# Stored records:
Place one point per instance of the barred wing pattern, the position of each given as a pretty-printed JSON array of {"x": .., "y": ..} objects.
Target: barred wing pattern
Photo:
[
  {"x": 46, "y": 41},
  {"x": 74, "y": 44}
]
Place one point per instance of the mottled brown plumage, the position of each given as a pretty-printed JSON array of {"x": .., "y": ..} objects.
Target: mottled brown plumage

* * *

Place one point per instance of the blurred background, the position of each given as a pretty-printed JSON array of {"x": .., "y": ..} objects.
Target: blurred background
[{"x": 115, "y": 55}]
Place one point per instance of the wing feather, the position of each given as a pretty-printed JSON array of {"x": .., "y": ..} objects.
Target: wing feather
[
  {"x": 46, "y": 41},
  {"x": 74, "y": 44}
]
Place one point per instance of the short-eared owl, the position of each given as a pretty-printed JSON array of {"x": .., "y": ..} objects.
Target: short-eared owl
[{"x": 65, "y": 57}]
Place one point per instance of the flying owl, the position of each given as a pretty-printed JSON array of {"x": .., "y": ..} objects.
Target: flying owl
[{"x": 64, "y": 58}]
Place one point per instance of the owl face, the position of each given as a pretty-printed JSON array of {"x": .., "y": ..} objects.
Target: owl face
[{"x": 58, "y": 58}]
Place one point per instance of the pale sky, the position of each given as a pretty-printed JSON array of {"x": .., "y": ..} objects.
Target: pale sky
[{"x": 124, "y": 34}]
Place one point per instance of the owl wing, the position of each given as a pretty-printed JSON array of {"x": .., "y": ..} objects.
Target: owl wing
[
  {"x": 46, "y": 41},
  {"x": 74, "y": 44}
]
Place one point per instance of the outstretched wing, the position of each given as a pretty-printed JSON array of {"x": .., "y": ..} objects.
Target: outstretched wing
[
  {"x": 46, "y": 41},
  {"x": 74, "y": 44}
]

# Set task:
Output the lines from the one containing "Place one point per instance of the barred" through the one containing "Target: mottled brown plumage", inclusive, as a numbered list, leaving out blank lines.

# Written answer:
1. Place one point per instance of the barred wing pattern, the position of each given as a pretty-printed JSON array of {"x": .., "y": ..} objects.
2. Target: barred wing pattern
3. Photo:
4. [
5.   {"x": 46, "y": 41},
6.   {"x": 74, "y": 44}
7. ]
8. Place one point per instance of the mottled brown plumage, the position of each given as a pretty-printed JSON array of {"x": .., "y": ..} objects.
9. Target: mottled brown plumage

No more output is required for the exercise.